Task prompt: Render the data as a numbered list, leaving out blank lines, starting at the line that has "Mark a point on each instance of the man's other" and stopping after the line that has "[(217, 258), (137, 223)]".

- - -

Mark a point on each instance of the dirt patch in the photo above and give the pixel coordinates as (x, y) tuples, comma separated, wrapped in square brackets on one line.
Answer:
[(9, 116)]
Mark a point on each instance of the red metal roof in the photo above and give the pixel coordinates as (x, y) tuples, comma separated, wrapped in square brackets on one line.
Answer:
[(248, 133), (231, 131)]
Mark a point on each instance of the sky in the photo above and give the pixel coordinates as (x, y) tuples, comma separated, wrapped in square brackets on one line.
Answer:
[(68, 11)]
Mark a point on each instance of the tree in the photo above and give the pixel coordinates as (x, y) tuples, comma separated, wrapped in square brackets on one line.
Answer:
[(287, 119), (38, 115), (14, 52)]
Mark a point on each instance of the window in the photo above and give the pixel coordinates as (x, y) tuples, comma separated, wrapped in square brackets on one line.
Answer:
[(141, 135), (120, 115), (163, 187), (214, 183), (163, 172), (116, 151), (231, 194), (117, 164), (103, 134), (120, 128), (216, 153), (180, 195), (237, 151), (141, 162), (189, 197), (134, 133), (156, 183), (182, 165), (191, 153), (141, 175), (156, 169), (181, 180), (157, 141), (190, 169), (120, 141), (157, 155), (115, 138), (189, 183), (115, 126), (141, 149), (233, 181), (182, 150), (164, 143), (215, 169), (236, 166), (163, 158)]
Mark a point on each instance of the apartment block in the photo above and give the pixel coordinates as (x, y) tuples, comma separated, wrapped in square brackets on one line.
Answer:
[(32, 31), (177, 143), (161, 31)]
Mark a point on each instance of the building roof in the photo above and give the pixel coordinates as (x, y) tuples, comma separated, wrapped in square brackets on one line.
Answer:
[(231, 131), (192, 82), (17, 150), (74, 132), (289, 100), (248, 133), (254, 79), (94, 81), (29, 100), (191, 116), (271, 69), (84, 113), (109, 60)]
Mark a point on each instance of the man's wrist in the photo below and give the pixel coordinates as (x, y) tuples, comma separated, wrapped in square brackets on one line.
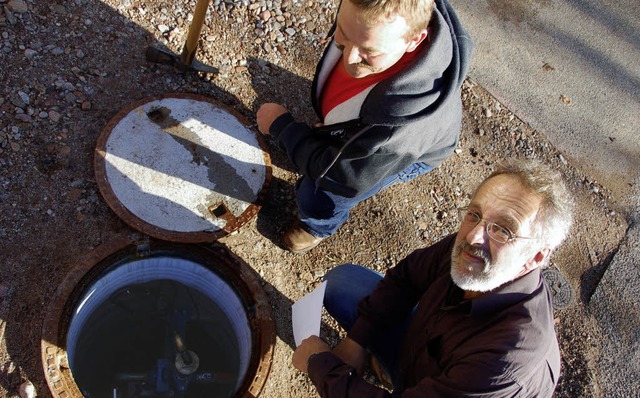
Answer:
[(311, 357)]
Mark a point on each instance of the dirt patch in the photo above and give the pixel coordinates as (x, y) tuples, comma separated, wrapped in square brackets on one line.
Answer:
[(68, 68)]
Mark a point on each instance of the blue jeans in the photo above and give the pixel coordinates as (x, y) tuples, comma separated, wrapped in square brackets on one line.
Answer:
[(322, 212), (347, 284)]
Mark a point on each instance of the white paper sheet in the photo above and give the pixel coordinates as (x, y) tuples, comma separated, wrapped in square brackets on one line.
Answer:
[(306, 314)]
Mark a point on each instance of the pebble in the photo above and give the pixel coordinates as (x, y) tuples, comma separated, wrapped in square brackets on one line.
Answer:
[(17, 6), (27, 390), (54, 116), (24, 97)]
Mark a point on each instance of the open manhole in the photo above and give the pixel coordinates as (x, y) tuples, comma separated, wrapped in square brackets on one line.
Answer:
[(158, 319), (165, 315)]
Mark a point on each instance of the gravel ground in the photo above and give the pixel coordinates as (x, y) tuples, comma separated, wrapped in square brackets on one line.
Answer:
[(67, 67)]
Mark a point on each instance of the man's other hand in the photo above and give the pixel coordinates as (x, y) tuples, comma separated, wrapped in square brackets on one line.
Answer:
[(266, 114), (352, 354), (309, 346)]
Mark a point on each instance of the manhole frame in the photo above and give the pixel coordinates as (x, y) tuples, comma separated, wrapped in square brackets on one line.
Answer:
[(217, 258), (137, 223)]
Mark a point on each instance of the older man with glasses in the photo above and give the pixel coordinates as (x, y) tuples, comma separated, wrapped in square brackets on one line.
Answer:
[(468, 316)]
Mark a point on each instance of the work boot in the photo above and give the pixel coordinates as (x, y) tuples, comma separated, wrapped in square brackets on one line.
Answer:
[(298, 241), (382, 376)]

- - -

Answer to the task:
1. Mark a point on each instance of the man's other hand in the photo above and give the pixel coordinates as (x, y) tuples, comma separated, wrapped in square brackets on one line.
2. Answer:
3. [(266, 114), (352, 354), (309, 346)]
4. Mark a point on each instance of the manhole frame in the photo above and give the pixel coordinates as (x, y) tuples, comma separated, wrapped in square brackets on one line.
5. Answer:
6. [(217, 258), (137, 223)]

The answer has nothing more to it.